DIRECTIONS FOR THIS TASK | Lay out the lines of the items as a Markdown table with the columns Row and Line, covering the line containing "Target: manhole cover" through the end of the items, both ends included. Number each row, skip blank lines, and leave the pictures out.
··· ROWS
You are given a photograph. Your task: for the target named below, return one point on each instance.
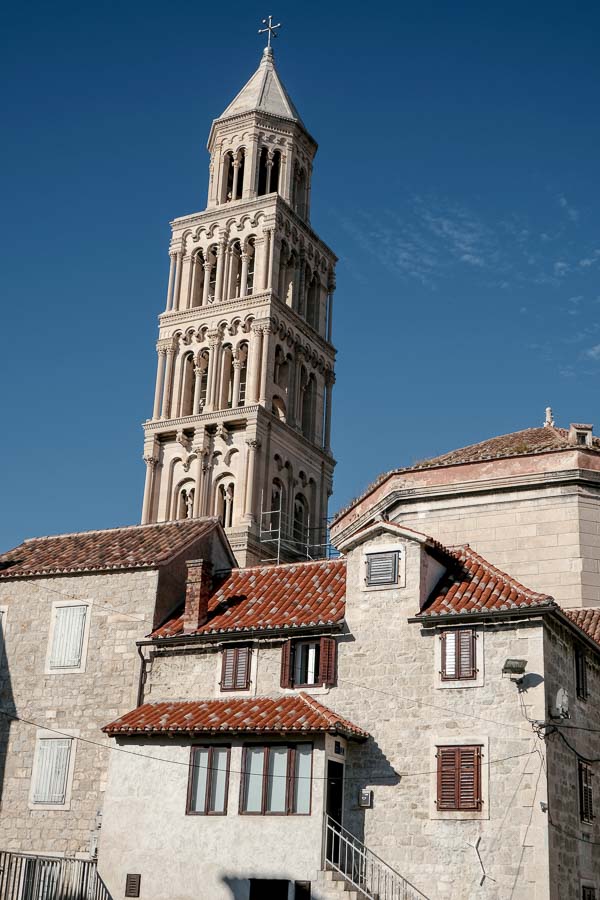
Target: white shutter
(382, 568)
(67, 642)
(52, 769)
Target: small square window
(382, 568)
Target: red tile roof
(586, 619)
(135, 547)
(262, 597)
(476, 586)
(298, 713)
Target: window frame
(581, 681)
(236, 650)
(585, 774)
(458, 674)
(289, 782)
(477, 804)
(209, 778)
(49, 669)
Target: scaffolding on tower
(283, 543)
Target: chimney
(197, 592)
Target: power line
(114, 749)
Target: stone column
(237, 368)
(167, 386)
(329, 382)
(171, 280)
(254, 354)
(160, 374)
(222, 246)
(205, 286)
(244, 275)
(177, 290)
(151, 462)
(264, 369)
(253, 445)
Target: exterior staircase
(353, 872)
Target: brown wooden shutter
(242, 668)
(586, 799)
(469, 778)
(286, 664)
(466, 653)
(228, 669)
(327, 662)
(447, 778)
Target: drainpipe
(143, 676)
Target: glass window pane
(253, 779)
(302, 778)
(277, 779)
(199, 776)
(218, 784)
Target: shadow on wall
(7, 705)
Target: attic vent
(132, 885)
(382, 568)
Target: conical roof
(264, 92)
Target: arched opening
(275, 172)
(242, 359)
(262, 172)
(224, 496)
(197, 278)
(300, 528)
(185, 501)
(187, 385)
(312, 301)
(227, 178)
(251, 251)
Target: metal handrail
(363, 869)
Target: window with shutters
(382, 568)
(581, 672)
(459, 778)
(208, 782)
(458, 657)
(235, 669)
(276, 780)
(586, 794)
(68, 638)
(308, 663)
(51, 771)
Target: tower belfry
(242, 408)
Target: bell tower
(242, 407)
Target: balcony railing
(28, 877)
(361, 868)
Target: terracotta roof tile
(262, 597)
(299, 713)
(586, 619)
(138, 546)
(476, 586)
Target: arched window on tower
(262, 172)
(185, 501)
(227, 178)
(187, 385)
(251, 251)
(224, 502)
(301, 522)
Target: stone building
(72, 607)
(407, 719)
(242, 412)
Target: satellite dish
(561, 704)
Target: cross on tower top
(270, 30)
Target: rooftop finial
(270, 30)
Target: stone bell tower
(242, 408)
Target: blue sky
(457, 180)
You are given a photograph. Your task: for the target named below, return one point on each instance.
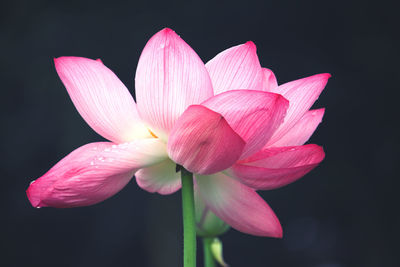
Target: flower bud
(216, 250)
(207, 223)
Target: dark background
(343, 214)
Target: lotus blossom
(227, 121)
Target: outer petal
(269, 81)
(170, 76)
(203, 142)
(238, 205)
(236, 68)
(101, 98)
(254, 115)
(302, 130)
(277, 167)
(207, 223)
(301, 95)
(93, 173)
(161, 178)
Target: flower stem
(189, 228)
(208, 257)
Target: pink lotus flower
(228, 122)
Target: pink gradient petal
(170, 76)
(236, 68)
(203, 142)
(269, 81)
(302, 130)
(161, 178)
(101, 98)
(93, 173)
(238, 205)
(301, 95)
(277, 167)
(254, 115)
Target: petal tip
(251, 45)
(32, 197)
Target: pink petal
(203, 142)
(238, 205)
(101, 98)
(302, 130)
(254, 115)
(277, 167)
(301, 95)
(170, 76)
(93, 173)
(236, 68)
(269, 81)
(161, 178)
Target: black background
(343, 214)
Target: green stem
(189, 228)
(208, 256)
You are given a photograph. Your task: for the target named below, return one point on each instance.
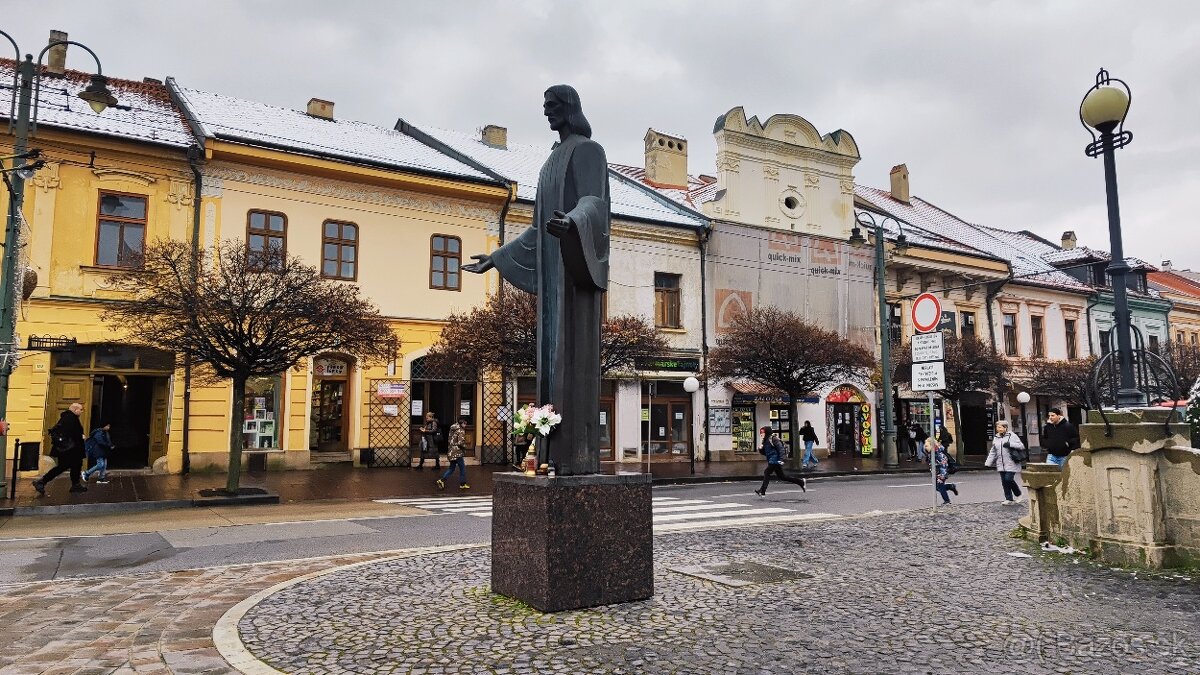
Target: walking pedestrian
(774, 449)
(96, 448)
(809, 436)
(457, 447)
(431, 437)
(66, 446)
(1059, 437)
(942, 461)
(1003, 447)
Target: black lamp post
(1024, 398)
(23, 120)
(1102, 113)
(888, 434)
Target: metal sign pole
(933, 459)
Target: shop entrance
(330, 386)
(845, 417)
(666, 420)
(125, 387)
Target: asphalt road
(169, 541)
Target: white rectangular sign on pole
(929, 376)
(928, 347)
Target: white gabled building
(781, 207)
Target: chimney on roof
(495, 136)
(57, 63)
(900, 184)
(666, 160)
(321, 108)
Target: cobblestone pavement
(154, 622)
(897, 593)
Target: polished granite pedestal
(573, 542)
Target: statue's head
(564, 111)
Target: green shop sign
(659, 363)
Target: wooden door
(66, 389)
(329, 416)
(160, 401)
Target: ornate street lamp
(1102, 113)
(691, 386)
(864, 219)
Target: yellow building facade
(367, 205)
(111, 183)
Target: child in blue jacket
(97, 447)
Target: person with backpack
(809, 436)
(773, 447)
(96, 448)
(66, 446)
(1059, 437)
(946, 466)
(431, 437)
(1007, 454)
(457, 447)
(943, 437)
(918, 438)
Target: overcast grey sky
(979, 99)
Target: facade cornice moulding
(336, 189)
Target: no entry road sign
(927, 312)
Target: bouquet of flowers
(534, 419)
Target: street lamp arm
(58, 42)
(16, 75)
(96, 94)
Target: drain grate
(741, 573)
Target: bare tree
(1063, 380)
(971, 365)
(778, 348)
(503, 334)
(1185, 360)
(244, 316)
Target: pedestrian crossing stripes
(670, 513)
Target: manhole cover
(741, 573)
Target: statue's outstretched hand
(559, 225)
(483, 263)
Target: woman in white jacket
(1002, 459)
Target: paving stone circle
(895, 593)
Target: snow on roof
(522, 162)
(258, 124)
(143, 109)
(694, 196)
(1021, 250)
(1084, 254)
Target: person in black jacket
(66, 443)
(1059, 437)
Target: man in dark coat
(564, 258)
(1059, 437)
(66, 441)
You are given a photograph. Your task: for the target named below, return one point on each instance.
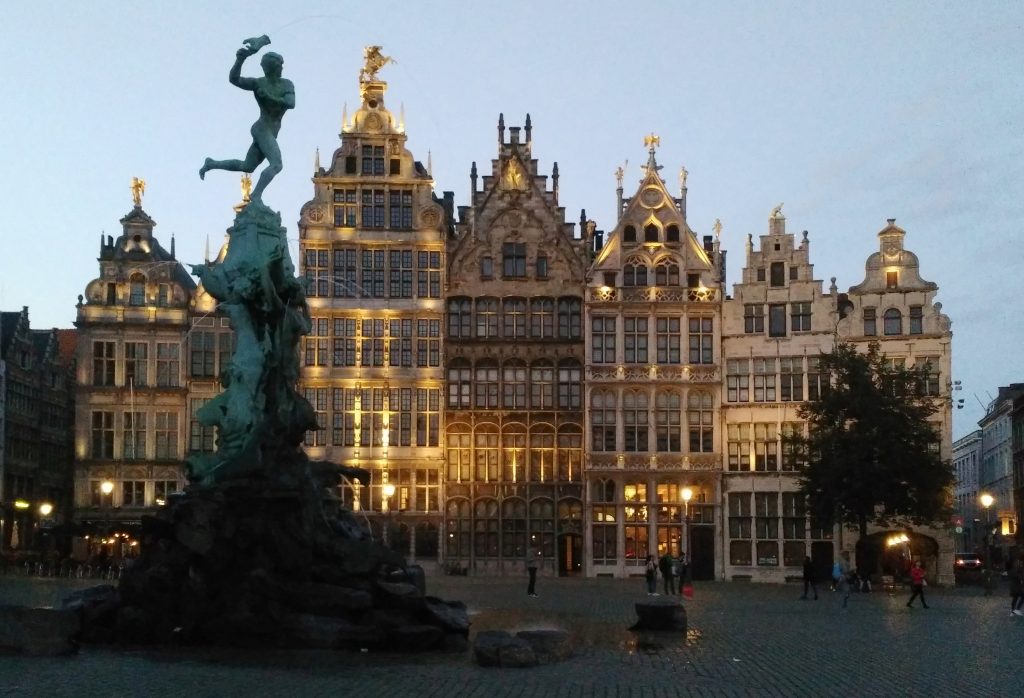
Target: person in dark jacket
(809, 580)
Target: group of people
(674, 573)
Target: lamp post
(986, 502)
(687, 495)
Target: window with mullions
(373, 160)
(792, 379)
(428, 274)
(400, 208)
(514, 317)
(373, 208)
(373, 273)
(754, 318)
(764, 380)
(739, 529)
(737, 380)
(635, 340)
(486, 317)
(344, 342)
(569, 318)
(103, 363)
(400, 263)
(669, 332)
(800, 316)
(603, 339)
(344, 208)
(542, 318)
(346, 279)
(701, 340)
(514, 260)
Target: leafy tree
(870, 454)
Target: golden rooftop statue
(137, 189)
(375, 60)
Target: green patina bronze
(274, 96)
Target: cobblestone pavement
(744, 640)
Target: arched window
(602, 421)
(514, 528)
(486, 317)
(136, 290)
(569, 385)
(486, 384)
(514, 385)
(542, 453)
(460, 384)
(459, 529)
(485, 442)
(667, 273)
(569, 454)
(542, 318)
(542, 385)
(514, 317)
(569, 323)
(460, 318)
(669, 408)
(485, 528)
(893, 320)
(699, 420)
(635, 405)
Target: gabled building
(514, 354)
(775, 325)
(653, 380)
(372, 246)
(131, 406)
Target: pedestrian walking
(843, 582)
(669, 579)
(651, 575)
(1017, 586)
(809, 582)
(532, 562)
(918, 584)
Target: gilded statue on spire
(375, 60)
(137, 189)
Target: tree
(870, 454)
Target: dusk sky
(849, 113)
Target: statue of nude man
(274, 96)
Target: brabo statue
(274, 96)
······
TASK OUTPUT |
| Row | Line |
|---|---|
| 1 | Target: manhole cover |
| 2 | (741, 573) |
| 3 | Target: statue's outstretched hand |
| 4 | (559, 225) |
| 5 | (483, 263) |
| 6 | Target: woman in white jacket |
| 7 | (1002, 459) |
| 8 | Target: paving stone circle |
| 9 | (895, 593) |
| 10 | Target: snow on roof |
| 11 | (522, 162) |
| 12 | (258, 124) |
| 13 | (143, 109) |
| 14 | (694, 196) |
| 15 | (1021, 250) |
| 16 | (1084, 254) |
| 17 | Target: person in black jacket |
| 18 | (66, 443) |
| 19 | (1059, 437) |
| 20 | Target: man in dark coat |
| 21 | (564, 258) |
| 22 | (1059, 437) |
| 23 | (66, 441) |
| 24 | You are given a photograph. Your task: for the target named below, return one point on each instance. |
| 25 | Target: person in dark jacket |
| 26 | (809, 580) |
| 27 | Target: group of people |
| 28 | (674, 573) |
| 29 | Target: lamp post |
| 30 | (986, 502) |
| 31 | (687, 495) |
| 32 | Target: window with mullions |
| 33 | (373, 160) |
| 34 | (792, 379) |
| 35 | (428, 274) |
| 36 | (400, 208) |
| 37 | (514, 317) |
| 38 | (373, 208) |
| 39 | (373, 273) |
| 40 | (754, 318) |
| 41 | (764, 380) |
| 42 | (739, 529) |
| 43 | (737, 380) |
| 44 | (635, 340) |
| 45 | (486, 317) |
| 46 | (344, 342) |
| 47 | (569, 318) |
| 48 | (103, 363) |
| 49 | (400, 263) |
| 50 | (669, 332) |
| 51 | (800, 316) |
| 52 | (603, 339) |
| 53 | (344, 208) |
| 54 | (542, 318) |
| 55 | (346, 279) |
| 56 | (701, 340) |
| 57 | (514, 260) |
| 58 | Target: leafy tree |
| 59 | (870, 454) |
| 60 | Target: golden rooftop statue |
| 61 | (137, 189) |
| 62 | (375, 60) |
| 63 | Target: green patina bronze |
| 64 | (274, 96) |
| 65 | Target: cobblestone pavement |
| 66 | (744, 640) |
| 67 | Target: arched window |
| 68 | (602, 421) |
| 69 | (514, 528) |
| 70 | (486, 317) |
| 71 | (136, 290) |
| 72 | (569, 385) |
| 73 | (486, 384) |
| 74 | (514, 385) |
| 75 | (542, 453) |
| 76 | (460, 384) |
| 77 | (459, 529) |
| 78 | (485, 442) |
| 79 | (667, 273) |
| 80 | (569, 454) |
| 81 | (542, 318) |
| 82 | (542, 385) |
| 83 | (514, 317) |
| 84 | (569, 323) |
| 85 | (460, 318) |
| 86 | (669, 408) |
| 87 | (485, 528) |
| 88 | (893, 320) |
| 89 | (699, 420) |
| 90 | (635, 405) |
| 91 | Target: gabled building |
| 92 | (514, 354) |
| 93 | (775, 325) |
| 94 | (653, 380) |
| 95 | (372, 246) |
| 96 | (131, 406) |
| 97 | Target: pedestrian walking |
| 98 | (843, 582) |
| 99 | (669, 579) |
| 100 | (651, 575) |
| 101 | (1017, 586) |
| 102 | (809, 582) |
| 103 | (532, 562) |
| 104 | (918, 584) |
| 105 | Target: gilded statue on spire |
| 106 | (375, 60) |
| 107 | (137, 189) |
| 108 | Target: tree |
| 109 | (870, 454) |
| 110 | Target: dusk sky |
| 111 | (849, 113) |
| 112 | Target: statue of nude man |
| 113 | (274, 96) |
| 114 | Target: brabo statue |
| 115 | (274, 96) |